━━━━━ Extrait du document

La déduction des frais de voiture est devenue un véritable casse-tête. Pour les comptables et les experts-comptables, elle engendre un travail fou.

Que l’on soit salarié, indépendant, titulaire d’une profession libérale ou chef d’entreprise, la fiscalité intervient dans le choix de la nouvelle voiture de société. Depuis 2018, les indépendants non adossés à une société sont, au même titre que les entreprises, fiscalement encouragés à opter pour des voitures propres.

” Depuis l’exercice d’imposition 2019, la déductibilité des voitures à l’impôt des personnes physiques est identique à ce qu’elle est à l’impôt des sociétés, expose Roel Van Hemelen, partenaire et conseiller fiscal chez Tax Quest. Seule exception : les voitures acquises avant le 1er janvier 2018, qui resteront déductibles à 75% au minimum. ”

━━━━━━━━━━

• Exercice court 1: Relevez, dans l'extrait sur la déduction des frais de voiture, les statuts professionnels pour lesquels la fiscalité intervient dans le choix de la nouvelle voiture de société.
• Exercice court 2: Recopiez fidèlement le passage de l'extrait sur la déduction des frais de voiture en commençant à « Que l’on soit » et en terminant à « des voitures propres. ».
La liste qui suit n'a aucun lien avec l'extrait.

━━━━━ Données fournies

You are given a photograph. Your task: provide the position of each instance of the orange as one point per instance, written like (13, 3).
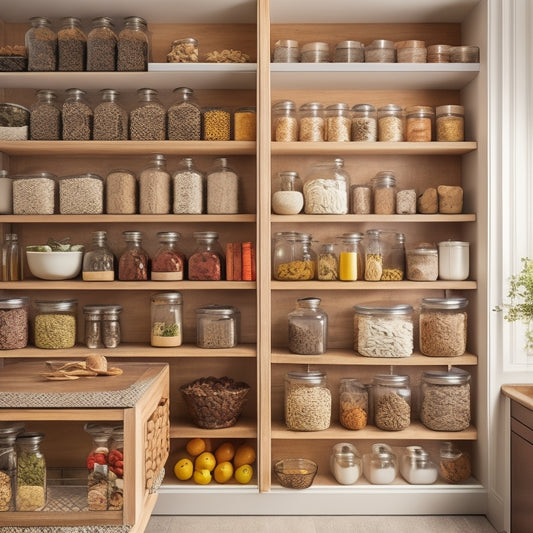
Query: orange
(244, 455)
(195, 447)
(225, 452)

━━━━━━━━━━

• Réponse 1:
- salarié
- indépendant
- titulaire d'une profession libérale
- chef d'entreprise

• Réponse 2:
Que l’on soit salarié, indépendant, titulaire d’une profession libérale ou chef d’entreprise, la fiscalité intervient dans le choix de la nouvelle voiture de société. Depuis 2018, les indépendants non adossés à une société sont, au même titre que les entreprises, fiscalement encouragés à opter pour des voitures propres.